Arrange every line of the listing below as a Markdown table with two columns, Row and Line, numbering the rows and omitting any blank lines.

Begin

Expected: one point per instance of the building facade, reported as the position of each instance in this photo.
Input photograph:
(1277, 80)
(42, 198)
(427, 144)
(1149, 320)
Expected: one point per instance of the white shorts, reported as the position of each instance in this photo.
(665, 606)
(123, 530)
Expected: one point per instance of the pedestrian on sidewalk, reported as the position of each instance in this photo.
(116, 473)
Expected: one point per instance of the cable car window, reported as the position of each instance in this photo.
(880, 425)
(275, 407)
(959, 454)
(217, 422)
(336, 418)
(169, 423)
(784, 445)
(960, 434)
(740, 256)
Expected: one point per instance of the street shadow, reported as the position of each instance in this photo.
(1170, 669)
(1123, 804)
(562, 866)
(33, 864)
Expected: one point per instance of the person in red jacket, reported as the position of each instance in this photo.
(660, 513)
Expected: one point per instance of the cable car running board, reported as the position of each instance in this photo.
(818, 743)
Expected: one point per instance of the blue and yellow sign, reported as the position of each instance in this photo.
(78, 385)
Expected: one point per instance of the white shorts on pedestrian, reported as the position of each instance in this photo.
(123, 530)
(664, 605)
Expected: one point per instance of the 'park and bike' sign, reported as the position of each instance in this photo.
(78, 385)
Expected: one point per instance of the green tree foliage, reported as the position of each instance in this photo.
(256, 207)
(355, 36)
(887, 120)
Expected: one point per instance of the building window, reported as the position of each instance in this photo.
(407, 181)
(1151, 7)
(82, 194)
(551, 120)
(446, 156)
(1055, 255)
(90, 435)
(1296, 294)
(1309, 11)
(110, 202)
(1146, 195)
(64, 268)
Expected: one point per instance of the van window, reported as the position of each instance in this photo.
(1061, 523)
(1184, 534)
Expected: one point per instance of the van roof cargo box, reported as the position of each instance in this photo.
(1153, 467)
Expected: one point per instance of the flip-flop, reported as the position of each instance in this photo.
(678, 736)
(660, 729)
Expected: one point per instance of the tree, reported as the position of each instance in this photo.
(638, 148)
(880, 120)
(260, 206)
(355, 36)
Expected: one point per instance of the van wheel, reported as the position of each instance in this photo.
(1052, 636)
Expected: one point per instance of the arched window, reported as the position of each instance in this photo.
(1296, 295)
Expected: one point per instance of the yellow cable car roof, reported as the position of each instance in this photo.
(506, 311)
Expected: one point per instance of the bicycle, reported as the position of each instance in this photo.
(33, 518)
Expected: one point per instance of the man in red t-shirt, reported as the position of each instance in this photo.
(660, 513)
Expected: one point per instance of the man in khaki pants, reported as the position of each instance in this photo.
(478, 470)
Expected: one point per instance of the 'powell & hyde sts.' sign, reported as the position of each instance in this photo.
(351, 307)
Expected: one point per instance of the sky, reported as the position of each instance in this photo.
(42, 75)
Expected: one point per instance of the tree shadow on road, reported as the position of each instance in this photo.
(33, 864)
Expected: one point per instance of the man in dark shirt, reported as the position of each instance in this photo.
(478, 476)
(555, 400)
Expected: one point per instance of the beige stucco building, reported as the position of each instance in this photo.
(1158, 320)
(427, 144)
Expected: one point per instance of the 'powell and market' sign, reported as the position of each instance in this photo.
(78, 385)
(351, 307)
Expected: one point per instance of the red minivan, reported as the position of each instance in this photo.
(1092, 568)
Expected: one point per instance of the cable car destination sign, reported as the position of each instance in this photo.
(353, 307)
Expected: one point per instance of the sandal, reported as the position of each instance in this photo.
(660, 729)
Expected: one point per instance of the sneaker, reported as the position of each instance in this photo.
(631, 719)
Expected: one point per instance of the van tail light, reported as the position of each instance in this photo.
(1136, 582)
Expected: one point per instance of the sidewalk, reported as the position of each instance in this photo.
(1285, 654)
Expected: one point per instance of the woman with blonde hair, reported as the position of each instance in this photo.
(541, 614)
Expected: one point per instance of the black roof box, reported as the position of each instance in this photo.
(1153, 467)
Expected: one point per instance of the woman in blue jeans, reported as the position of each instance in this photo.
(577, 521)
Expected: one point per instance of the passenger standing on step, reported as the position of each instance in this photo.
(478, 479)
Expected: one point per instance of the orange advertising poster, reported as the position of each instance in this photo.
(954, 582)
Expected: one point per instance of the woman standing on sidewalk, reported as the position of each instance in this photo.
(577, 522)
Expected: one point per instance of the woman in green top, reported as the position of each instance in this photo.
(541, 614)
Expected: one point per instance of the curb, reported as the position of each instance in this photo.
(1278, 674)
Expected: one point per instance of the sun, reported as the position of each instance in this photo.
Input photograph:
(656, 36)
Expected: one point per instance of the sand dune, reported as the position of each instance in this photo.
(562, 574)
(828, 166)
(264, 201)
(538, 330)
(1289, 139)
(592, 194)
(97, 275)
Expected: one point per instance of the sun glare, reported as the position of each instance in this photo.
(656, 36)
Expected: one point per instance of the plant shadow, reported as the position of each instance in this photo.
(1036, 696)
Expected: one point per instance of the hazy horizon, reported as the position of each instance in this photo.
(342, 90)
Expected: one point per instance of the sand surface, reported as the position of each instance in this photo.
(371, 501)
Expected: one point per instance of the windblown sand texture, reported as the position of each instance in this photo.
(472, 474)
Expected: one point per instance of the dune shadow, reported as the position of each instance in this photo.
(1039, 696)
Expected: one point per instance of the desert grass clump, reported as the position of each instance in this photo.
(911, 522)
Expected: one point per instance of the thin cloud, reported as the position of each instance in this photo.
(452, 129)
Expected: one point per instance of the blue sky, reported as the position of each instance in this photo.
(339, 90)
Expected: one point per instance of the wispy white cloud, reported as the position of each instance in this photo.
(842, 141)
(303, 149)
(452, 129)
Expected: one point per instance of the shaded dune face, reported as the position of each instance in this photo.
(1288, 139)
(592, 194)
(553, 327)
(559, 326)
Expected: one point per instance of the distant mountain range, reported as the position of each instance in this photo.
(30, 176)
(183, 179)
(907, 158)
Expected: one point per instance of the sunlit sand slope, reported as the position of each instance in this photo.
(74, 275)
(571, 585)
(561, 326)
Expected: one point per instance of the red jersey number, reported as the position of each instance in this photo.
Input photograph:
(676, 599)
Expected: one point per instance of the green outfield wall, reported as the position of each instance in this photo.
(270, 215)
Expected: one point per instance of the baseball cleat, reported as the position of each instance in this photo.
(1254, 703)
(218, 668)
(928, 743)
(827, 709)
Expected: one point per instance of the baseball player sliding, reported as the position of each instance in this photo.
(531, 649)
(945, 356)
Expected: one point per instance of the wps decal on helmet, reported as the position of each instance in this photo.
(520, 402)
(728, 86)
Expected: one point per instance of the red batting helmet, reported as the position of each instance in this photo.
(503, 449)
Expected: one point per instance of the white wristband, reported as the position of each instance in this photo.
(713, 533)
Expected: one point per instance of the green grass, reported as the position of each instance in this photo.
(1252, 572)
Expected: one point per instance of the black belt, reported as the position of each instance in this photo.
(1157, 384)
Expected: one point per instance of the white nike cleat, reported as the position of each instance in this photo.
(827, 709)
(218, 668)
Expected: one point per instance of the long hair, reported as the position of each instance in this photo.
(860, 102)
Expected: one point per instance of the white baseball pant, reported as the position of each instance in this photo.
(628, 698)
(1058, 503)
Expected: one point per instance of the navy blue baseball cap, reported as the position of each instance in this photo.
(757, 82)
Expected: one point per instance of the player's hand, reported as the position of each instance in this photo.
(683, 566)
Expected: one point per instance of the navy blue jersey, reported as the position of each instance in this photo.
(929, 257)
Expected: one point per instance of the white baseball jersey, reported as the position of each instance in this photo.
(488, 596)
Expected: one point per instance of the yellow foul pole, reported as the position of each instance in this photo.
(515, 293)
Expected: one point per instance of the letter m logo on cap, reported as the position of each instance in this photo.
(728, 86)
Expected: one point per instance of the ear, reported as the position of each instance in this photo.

End

→ **RESULT FOR THIS EXERCISE**:
| Row | Line |
|---|---|
| 1 | Expected: one point per instance of the building facade, reported as the position of each instance in this photo. |
| 2 | Input photograph: |
| 3 | (1277, 80) |
| 4 | (42, 198) |
| 5 | (427, 144) |
| 6 | (1149, 320) |
| 7 | Expected: one point per instance of the white shorts, reported as the position of each instance in this photo. |
| 8 | (665, 606) |
| 9 | (123, 530) |
| 10 | Expected: one point per instance of the pedestrian on sidewalk, reported as the position of each instance in this photo. |
| 11 | (116, 473) |
| 12 | Expected: one point per instance of the cable car window, reported as the position of each instance in this photo. |
| 13 | (880, 425) |
| 14 | (275, 407) |
| 15 | (959, 454) |
| 16 | (217, 422) |
| 17 | (336, 418) |
| 18 | (169, 423) |
| 19 | (784, 445) |
| 20 | (960, 434) |
| 21 | (740, 256) |
| 22 | Expected: one point per instance of the street shadow, reported as the position of each instance in this photo. |
| 23 | (1170, 669) |
| 24 | (1123, 804) |
| 25 | (562, 866) |
| 26 | (33, 864) |
| 27 | Expected: one point per instance of the person in red jacket, reported as the position of each instance in this photo. |
| 28 | (660, 513) |
| 29 | Expected: one point per instance of the cable car running board, reported as the position of each instance in this photo. |
| 30 | (818, 743) |
| 31 | Expected: one point per instance of the blue and yellow sign, reported as the position of each instance in this photo. |
| 32 | (78, 385) |
| 33 | Expected: one point per instance of the white shorts on pedestrian, reported as the position of each instance in this photo. |
| 34 | (123, 530) |
| 35 | (664, 605) |
| 36 | Expected: one point per instance of the 'park and bike' sign, reported as the position of each instance in this photo. |
| 37 | (78, 385) |
| 38 | Expected: one point per instance of the green tree foliage, reported as the position of each instance in this photo. |
| 39 | (256, 207) |
| 40 | (355, 36) |
| 41 | (887, 120) |
| 42 | Expected: one point per instance of the building window, reported as the position of each instance in this photo. |
| 43 | (407, 181) |
| 44 | (1151, 7) |
| 45 | (82, 194) |
| 46 | (551, 120) |
| 47 | (446, 156) |
| 48 | (1055, 255) |
| 49 | (90, 435) |
| 50 | (1296, 294) |
| 51 | (1309, 11) |
| 52 | (110, 202) |
| 53 | (1146, 195) |
| 54 | (64, 268) |
| 55 | Expected: one point per instance of the van window, reported as the position of each instance in this photo. |
| 56 | (1061, 523) |
| 57 | (1184, 534) |
| 58 | Expected: one point per instance of the van roof cargo box, reported as the position of each instance in this photo. |
| 59 | (1153, 467) |
| 60 | Expected: one point per instance of the flip-flop, reported as the position of each instance in this photo. |
| 61 | (678, 736) |
| 62 | (660, 729) |
| 63 | Expected: one point per instance of the tree, reported as the position of each instance in this photo. |
| 64 | (638, 148) |
| 65 | (880, 120) |
| 66 | (260, 206) |
| 67 | (355, 36) |
| 68 | Expected: one point per instance of the van wheel, reported as the position of each instance in this photo. |
| 69 | (1052, 636) |
| 70 | Expected: one point per instance of the arched window, reported as the position of each instance in this photo. |
| 71 | (1296, 295) |
| 72 | Expected: one point per instance of the yellow cable car roof, reported as the position of each instance in this photo. |
| 73 | (506, 311) |
| 74 | Expected: one point per instance of the bicycle, reported as the position of each instance in this photo. |
| 75 | (33, 518) |
| 76 | Expected: one point per instance of the man in red t-shirt, reported as the position of each instance in this photo. |
| 77 | (660, 513) |
| 78 | Expected: one point per instance of the man in khaki pants, reported as the position of each instance in this photo. |
| 79 | (478, 470) |
| 80 | Expected: one point per instance of the 'powell & hyde sts.' sign, reported as the position of each instance in this photo. |
| 81 | (351, 307) |
| 82 | Expected: one point per instance of the sky, reported as the position of each instance in this photo. |
| 83 | (42, 75) |
| 84 | Expected: one point per instance of the tree shadow on road, reported as the position of each instance in this photo. |
| 85 | (33, 864) |
| 86 | Expected: one point per instance of the man in dark shirt, reported as the position of each instance in this photo. |
| 87 | (478, 476) |
| 88 | (555, 400) |
| 89 | Expected: one point per instance of the beige stucco building, reported as the position of each instance in this photo. |
| 90 | (1158, 320) |
| 91 | (427, 144) |
| 92 | Expected: one point per instance of the 'powell and market' sign, reported as the position of each instance in this photo. |
| 93 | (78, 385) |
| 94 | (351, 307) |
| 95 | Expected: one point per instance of the red minivan, reported as the position of each instance in this photo. |
| 96 | (1092, 568) |
| 97 | Expected: one point per instance of the cable car destination sign, reported as the position of each instance in this photo. |
| 98 | (353, 307) |
| 99 | Expected: one point per instance of the sandal, reported as the position of each instance in this photo. |
| 100 | (660, 729) |
| 101 | Expected: one point per instance of the sneaker, reported as the position of each instance in this photo. |
| 102 | (631, 719) |
| 103 | Expected: one point per instance of the van tail light, reported as the position of each instance in this photo. |
| 104 | (1136, 582) |
| 105 | Expected: one point per instance of the sidewalk, reported as the position of each instance in this photo. |
| 106 | (1285, 654) |
| 107 | Expected: one point per instance of the woman with blonde hair, reported as the position of each instance in this photo. |
| 108 | (541, 614) |
| 109 | Expected: one point per instance of the black roof box, reported as the position of each instance in this photo. |
| 110 | (1153, 467) |
| 111 | Expected: one point per instance of the woman in blue jeans, reported as the position of each instance in this photo. |
| 112 | (577, 521) |
| 113 | Expected: one point per instance of the passenger standing on step, reported as the position of each instance in this photo. |
| 114 | (478, 479) |
| 115 | Expected: one point per instance of the orange advertising poster, reported as the position of each instance in this photo. |
| 116 | (954, 582) |
| 117 | Expected: one point per instance of the woman standing on sidewalk, reported as the position of each instance in this photo. |
| 118 | (577, 522) |
| 119 | Expected: one point per instance of the woman in green top, reported as the position of each instance in this photo. |
| 120 | (541, 614) |
| 121 | Expected: one point per instance of the curb, reported as the position of each instance in this photo. |
| 122 | (1278, 674) |
| 123 | Expected: one point per instance of the sun, reported as the position of each instance in this photo. |
| 124 | Input photograph: |
| 125 | (656, 36) |
| 126 | Expected: one point per instance of the sand dune, reported as the position of each instance in this photo. |
| 127 | (562, 574) |
| 128 | (828, 166) |
| 129 | (264, 201) |
| 130 | (538, 330) |
| 131 | (1289, 139) |
| 132 | (592, 194) |
| 133 | (97, 275) |
| 134 | Expected: one point per instance of the sun glare, reported as the position of each instance in this photo. |
| 135 | (656, 36) |
| 136 | Expected: one point per instance of the plant shadow, reported as the position of each instance in this photo. |
| 137 | (1036, 696) |
| 138 | Expected: one point per instance of the hazy horizon, reported as the position of each instance in this photo. |
| 139 | (342, 90) |
| 140 | Expected: one point per instance of the sand surface, reported as the position of each instance in this photo. |
| 141 | (371, 501) |
| 142 | Expected: one point per instance of the windblown sand texture, reported as the position of each instance in this photo. |
| 143 | (472, 474) |
| 144 | Expected: one point per instance of the dune shadow, reported as the position of each instance in this photo. |
| 145 | (1039, 696) |
| 146 | Expected: one point per instance of the desert grass clump, reported as the position of each instance in this photo. |
| 147 | (911, 522) |
| 148 | Expected: one point per instance of the thin cloud, reported as the position of each instance in this photo. |
| 149 | (452, 129) |
| 150 | Expected: one point per instance of the blue sky, reported as the position of each instance in this photo. |
| 151 | (339, 90) |
| 152 | Expected: one point per instance of the wispy white cloud, reported as the position of each instance in this photo. |
| 153 | (842, 141) |
| 154 | (303, 149) |
| 155 | (452, 129) |
| 156 | Expected: one point per instance of the shaded dune face, reported as the position of each instance in this photo. |
| 157 | (1288, 139) |
| 158 | (592, 194) |
| 159 | (553, 327) |
| 160 | (559, 326) |
| 161 | Expected: one point per instance of the distant mountain range, reported as the position of each instance in this photo. |
| 162 | (30, 176) |
| 163 | (183, 179) |
| 164 | (907, 158) |
| 165 | Expected: one point per instance of the sunlit sand slope, reported as the position of each instance in this photo. |
| 166 | (74, 275) |
| 167 | (571, 585) |
| 168 | (561, 326) |
| 169 | Expected: one point per instance of the red jersey number, reported as the position of each instance in this photo. |
| 170 | Input photograph: |
| 171 | (676, 599) |
| 172 | Expected: one point per instance of the green outfield wall, reported as the position of each instance in this photo. |
| 173 | (270, 215) |
| 174 | Expected: one point per instance of the baseball cleat, reported as the position of each instance in this photo. |
| 175 | (1254, 703) |
| 176 | (218, 668) |
| 177 | (928, 743) |
| 178 | (827, 709) |
| 179 | Expected: one point per instance of the baseball player sliding, reported as the position of each instance in this photo. |
| 180 | (531, 649) |
| 181 | (945, 356) |
| 182 | Expected: one point per instance of the wps decal on helmet, reported as the position of each instance in this photo. |
| 183 | (520, 402) |
| 184 | (728, 86) |
| 185 | Expected: one point per instance of the red batting helmet, reported as the position of each instance in this photo. |
| 186 | (503, 449) |
| 187 | Expected: one point per instance of the white wristband, reported as the position of each instance in this photo. |
| 188 | (713, 533) |
| 189 | Expected: one point per instance of the green grass, reported as the position of each instance in this photo. |
| 190 | (1252, 572) |
| 191 | Expected: one point per instance of the black belt, reported as the position of each instance in this photo. |
| 192 | (1157, 384) |
| 193 | Expected: one point per instance of the white nike cleat, reported as the position of each instance in this photo. |
| 194 | (827, 709) |
| 195 | (218, 668) |
| 196 | Expected: one point per instance of the long hair, reported as the position of each instance in this photo. |
| 197 | (860, 102) |
| 198 | Expected: one point per instance of the white baseball pant, reported as the position of each instance in this photo. |
| 199 | (628, 698) |
| 200 | (1058, 503) |
| 201 | Expected: one point per instance of the navy blue baseball cap, reported as the position of each instance in this photo. |
| 202 | (757, 82) |
| 203 | Expected: one point per instance of the player's hand, reported as the position of each instance in this photo. |
| 204 | (683, 566) |
| 205 | Expected: one point per instance of the navy blue jersey, reported as the position of each instance in this photo. |
| 206 | (929, 257) |
| 207 | Expected: one point per instance of the white baseball jersey, reported as the position of each instance in this photo. |
| 208 | (488, 596) |
| 209 | Expected: one point per instance of the yellow foul pole, reported as the position of each instance in this photo. |
| 210 | (515, 293) |
| 211 | Expected: one point per instance of the letter m logo on cap, reported as the position of each instance in this photo. |
| 212 | (728, 86) |
| 213 | Expected: one point per instance of the ear, reported as the position of each instance in this photo. |